Could you set down exactly the lines of the data below, starting at the one that holds "Where can you spot the parked" and ending at the one that holds "Where can you spot the utility", both included, and only those?
##### Records for processing #####
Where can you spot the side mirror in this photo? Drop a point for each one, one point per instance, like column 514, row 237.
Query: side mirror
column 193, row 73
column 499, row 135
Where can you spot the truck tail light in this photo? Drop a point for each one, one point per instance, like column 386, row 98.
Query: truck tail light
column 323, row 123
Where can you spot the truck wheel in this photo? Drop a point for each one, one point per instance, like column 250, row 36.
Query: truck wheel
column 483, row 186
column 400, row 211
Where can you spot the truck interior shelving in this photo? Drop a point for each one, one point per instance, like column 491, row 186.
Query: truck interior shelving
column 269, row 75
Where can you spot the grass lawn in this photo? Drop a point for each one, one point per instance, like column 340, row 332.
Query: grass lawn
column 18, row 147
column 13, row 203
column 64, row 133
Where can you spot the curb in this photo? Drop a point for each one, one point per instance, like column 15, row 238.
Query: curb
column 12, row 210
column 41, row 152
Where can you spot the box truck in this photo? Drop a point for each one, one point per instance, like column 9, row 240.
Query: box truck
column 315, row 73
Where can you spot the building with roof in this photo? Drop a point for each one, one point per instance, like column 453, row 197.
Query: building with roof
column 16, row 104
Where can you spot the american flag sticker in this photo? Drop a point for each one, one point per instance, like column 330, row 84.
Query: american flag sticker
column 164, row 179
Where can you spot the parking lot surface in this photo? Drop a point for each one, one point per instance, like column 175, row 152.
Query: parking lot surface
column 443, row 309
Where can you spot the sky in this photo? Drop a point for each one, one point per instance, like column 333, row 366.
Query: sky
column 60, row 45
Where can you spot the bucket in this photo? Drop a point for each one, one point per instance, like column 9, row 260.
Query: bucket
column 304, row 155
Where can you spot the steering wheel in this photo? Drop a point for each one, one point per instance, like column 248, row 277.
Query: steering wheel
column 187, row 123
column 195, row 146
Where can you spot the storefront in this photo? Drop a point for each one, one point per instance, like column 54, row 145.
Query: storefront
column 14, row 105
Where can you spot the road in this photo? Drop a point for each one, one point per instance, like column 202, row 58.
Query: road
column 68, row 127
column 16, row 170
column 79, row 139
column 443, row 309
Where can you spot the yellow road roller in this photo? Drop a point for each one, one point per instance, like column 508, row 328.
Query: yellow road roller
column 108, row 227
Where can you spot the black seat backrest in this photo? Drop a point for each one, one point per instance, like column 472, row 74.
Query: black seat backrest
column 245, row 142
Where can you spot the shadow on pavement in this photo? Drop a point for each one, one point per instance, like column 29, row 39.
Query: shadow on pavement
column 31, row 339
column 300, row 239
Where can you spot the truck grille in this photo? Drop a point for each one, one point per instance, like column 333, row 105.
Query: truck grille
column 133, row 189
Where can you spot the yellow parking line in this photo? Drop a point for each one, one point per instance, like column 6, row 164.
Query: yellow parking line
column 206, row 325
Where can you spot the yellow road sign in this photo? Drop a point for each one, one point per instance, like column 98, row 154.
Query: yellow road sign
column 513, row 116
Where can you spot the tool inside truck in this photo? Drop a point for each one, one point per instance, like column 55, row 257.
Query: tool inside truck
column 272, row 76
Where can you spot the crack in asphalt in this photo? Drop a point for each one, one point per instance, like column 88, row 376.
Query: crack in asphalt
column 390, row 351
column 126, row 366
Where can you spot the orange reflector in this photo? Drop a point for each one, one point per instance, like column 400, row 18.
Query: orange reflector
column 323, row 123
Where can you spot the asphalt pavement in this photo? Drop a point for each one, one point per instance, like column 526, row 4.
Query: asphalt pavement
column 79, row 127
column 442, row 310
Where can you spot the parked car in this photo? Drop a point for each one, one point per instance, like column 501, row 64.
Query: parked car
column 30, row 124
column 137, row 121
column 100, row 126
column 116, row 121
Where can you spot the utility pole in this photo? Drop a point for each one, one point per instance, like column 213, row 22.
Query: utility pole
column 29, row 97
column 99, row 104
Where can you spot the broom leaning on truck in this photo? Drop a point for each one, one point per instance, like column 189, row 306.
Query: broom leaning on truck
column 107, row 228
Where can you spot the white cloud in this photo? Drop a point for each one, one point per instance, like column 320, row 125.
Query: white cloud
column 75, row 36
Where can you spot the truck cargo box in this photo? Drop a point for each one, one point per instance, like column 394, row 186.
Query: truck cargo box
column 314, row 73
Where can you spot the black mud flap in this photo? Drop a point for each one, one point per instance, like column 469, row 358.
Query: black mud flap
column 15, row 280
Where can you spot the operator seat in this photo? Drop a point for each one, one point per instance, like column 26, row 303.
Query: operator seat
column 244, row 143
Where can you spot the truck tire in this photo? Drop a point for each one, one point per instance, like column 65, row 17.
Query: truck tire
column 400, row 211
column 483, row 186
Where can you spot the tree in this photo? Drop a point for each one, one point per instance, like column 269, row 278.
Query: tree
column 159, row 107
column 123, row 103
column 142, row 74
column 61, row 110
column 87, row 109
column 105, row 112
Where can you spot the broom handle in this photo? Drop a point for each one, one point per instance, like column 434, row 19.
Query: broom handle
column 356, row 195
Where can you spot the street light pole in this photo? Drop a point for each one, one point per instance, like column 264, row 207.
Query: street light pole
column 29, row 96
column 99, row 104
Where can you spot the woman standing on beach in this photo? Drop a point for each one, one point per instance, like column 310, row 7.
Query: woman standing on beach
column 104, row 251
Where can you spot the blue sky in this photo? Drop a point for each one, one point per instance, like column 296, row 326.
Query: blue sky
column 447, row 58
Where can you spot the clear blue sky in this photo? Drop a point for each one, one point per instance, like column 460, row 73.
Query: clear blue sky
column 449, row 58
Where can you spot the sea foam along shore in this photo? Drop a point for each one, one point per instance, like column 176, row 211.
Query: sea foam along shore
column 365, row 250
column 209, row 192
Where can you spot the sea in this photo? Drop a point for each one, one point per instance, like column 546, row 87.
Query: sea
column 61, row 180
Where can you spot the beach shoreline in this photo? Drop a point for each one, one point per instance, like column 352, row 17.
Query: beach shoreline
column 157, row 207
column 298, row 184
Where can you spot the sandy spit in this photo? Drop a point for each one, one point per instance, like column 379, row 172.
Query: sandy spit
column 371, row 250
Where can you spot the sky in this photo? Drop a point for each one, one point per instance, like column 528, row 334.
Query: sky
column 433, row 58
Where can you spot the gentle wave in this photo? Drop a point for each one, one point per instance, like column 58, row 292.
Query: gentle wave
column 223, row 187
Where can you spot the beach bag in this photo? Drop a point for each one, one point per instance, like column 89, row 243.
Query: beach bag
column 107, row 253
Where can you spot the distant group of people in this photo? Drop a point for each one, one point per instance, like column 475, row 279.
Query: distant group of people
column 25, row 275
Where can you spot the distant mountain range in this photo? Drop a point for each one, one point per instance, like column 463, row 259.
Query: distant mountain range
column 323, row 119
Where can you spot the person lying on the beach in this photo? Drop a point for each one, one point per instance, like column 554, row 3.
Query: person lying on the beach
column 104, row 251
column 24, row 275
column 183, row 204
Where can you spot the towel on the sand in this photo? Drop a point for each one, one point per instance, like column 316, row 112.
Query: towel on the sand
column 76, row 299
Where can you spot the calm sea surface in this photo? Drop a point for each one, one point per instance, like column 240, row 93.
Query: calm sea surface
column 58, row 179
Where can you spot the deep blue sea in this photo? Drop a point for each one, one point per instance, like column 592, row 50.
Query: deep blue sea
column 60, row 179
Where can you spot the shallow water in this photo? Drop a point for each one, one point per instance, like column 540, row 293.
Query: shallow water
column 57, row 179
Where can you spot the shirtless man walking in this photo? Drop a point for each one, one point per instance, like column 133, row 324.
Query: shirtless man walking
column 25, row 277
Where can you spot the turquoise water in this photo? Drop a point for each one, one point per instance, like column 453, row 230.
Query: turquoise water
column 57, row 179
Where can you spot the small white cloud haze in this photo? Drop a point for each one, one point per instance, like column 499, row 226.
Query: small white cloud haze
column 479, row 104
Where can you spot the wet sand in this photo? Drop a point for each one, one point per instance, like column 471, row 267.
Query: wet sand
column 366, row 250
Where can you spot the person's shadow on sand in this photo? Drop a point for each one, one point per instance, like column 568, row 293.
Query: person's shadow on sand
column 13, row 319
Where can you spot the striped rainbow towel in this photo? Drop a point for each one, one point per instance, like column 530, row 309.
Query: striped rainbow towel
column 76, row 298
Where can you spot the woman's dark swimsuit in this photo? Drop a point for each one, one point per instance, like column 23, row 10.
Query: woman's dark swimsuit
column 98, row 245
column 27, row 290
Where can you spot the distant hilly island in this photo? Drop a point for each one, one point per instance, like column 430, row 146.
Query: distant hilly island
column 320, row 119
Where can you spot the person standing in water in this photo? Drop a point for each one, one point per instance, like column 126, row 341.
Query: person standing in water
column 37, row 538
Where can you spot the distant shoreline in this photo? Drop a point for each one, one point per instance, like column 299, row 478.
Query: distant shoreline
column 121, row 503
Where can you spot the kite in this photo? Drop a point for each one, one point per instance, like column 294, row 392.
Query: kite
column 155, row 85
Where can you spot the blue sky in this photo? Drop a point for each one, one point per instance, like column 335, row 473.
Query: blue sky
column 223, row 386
#####
Expected answer:
Where can you spot the parked car in this photo? Drop a point for each one, one point per instance, like column 501, row 64.
Query: parked car
column 30, row 124
column 137, row 121
column 100, row 126
column 116, row 121
Where can you spot the utility pole in this photo? Drop a point for each one, one point per instance, like column 213, row 22.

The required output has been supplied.